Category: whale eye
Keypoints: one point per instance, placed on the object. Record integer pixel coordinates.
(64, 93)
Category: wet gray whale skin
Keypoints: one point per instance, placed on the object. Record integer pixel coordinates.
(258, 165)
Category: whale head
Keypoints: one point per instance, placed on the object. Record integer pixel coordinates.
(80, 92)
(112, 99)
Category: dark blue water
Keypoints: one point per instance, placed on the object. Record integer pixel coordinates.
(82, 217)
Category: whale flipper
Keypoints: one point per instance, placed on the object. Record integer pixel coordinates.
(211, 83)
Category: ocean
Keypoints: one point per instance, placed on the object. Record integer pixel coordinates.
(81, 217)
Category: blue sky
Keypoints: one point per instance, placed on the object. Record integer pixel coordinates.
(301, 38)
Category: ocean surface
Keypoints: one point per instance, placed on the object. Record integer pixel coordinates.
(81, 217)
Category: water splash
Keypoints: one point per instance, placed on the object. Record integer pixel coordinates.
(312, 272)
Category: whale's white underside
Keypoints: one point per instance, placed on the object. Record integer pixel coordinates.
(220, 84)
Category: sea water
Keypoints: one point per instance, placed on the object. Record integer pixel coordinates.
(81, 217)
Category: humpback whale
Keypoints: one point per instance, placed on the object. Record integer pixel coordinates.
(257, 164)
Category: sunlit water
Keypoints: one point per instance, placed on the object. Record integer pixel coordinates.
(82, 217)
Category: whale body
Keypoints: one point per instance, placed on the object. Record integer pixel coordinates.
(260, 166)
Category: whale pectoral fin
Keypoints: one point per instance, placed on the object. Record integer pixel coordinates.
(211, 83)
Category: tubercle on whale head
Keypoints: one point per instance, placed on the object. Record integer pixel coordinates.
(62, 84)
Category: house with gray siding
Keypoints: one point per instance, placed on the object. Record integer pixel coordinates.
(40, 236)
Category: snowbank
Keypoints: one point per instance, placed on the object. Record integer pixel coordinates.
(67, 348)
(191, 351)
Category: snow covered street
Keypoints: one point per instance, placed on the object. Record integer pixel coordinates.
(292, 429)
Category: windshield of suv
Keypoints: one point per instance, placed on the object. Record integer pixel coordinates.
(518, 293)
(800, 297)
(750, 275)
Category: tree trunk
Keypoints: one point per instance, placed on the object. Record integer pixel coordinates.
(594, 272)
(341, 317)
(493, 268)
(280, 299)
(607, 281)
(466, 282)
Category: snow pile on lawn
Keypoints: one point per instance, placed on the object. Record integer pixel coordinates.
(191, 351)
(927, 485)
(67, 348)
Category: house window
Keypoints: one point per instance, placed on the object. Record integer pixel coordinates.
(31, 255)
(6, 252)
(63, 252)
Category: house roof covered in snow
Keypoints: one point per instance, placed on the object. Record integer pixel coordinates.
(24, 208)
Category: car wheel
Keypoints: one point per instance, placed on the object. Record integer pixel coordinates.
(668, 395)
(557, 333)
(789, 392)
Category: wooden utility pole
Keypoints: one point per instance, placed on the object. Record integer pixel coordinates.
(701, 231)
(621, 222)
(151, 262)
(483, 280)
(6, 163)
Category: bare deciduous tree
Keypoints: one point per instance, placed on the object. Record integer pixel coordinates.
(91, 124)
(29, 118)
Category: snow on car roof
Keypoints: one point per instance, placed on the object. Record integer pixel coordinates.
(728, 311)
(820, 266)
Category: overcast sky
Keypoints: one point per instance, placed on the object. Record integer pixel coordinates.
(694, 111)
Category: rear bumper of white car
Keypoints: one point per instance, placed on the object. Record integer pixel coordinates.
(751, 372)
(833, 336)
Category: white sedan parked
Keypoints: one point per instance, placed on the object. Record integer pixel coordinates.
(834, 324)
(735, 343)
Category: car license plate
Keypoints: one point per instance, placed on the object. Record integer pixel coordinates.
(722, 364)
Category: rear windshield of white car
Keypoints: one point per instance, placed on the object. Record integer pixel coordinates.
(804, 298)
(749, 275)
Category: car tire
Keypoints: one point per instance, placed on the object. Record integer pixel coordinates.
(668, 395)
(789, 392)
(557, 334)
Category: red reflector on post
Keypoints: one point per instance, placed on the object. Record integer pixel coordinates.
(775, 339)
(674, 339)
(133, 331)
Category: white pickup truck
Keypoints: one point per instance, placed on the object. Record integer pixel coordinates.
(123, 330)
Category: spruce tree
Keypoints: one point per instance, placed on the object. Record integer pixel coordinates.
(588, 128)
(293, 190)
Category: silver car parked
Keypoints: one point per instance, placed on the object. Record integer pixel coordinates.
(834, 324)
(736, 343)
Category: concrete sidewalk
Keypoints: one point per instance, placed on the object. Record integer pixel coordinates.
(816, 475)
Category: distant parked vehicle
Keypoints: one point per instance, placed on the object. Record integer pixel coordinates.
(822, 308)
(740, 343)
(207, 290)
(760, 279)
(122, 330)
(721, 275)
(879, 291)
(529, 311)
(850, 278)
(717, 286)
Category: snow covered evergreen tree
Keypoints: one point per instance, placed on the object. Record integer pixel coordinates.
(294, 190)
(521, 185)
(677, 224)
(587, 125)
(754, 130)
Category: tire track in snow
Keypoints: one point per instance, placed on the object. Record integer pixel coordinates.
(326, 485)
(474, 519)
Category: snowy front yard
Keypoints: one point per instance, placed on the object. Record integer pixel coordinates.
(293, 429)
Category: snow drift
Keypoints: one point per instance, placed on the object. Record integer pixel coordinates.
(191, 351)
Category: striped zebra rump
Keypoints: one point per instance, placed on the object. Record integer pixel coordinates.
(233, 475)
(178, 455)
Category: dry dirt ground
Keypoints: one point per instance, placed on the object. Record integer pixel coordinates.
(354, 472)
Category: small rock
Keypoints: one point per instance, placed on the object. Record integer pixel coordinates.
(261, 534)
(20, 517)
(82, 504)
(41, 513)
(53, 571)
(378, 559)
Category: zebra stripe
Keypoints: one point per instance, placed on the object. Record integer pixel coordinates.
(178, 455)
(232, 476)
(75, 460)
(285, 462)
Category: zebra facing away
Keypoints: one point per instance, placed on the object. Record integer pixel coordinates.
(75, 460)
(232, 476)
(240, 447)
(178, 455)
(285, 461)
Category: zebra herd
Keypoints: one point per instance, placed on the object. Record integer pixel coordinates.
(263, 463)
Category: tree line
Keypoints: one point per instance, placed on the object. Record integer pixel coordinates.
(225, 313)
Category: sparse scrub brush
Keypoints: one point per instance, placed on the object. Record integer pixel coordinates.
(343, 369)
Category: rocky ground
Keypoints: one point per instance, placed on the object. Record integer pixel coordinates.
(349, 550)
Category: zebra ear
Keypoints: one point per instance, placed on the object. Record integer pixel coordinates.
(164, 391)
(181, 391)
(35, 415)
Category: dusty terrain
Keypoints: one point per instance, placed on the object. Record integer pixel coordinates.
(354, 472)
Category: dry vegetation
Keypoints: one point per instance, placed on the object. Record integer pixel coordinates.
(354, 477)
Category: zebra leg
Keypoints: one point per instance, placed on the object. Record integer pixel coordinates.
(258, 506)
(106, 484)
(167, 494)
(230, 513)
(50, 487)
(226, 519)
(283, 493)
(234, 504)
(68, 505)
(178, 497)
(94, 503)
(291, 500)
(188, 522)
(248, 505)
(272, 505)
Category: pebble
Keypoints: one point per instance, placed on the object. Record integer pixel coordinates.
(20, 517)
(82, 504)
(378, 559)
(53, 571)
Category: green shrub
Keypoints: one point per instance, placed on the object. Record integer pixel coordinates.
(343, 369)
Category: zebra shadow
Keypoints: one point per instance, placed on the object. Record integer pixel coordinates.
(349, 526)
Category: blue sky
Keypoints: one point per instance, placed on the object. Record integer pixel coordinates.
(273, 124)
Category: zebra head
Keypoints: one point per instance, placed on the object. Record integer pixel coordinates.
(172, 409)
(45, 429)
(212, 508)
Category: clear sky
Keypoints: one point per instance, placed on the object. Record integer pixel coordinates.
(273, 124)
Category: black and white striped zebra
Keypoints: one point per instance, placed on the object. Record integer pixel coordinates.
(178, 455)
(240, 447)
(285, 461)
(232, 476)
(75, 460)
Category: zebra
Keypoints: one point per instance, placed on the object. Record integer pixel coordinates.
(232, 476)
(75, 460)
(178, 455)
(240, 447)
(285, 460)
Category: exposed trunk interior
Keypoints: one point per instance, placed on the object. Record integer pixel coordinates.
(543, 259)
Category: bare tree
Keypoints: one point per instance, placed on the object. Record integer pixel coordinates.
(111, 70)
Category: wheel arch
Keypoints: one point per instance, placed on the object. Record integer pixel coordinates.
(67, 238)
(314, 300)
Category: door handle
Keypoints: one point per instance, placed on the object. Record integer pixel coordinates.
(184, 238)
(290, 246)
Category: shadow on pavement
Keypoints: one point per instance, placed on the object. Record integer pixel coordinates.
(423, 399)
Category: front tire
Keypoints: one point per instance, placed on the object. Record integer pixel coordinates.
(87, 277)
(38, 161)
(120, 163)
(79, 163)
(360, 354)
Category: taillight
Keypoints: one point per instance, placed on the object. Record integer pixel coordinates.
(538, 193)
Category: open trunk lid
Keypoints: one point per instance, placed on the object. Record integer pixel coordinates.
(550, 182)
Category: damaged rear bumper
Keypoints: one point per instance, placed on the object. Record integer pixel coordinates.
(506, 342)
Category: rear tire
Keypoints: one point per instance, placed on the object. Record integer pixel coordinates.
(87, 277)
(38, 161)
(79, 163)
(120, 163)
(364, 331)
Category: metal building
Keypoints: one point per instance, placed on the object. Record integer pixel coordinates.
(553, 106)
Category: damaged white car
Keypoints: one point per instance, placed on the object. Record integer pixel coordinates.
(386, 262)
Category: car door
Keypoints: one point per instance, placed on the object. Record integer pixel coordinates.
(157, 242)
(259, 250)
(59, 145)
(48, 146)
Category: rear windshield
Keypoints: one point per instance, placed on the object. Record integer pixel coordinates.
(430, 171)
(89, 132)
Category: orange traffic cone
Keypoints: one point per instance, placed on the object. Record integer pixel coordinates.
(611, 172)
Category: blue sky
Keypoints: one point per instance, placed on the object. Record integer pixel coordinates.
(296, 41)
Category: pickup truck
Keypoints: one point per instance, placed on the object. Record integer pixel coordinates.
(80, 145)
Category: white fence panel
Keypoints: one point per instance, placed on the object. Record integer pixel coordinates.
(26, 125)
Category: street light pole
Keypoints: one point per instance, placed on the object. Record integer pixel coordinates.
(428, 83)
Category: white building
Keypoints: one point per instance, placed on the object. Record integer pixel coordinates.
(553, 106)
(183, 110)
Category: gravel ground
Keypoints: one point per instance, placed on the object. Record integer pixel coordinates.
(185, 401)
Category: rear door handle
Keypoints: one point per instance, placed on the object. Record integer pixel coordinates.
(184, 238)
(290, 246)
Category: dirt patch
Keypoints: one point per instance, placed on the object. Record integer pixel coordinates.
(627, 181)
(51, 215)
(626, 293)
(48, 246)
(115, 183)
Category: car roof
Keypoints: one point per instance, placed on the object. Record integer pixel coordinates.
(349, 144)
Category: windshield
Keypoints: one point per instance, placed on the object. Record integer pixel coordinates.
····················
- [Given request] Copy the rows from the line with "Category: dirt patch" through the end of the rows, requests included, and shift every coordinate in the answers by adding 71 to it.

- [Answer to the task]
Category: dirt patch
Keypoints: one point per instance, placed on the object. Record integer pixel coordinates.
(698, 252)
(122, 286)
(697, 364)
(119, 317)
(186, 254)
Category: car roof
Keypoints: one point per instance, placed on the object. Record integer pixel coordinates.
(420, 215)
Category: windshield
Keypoints: one point per instance, placed on the object. Record integer pixel coordinates.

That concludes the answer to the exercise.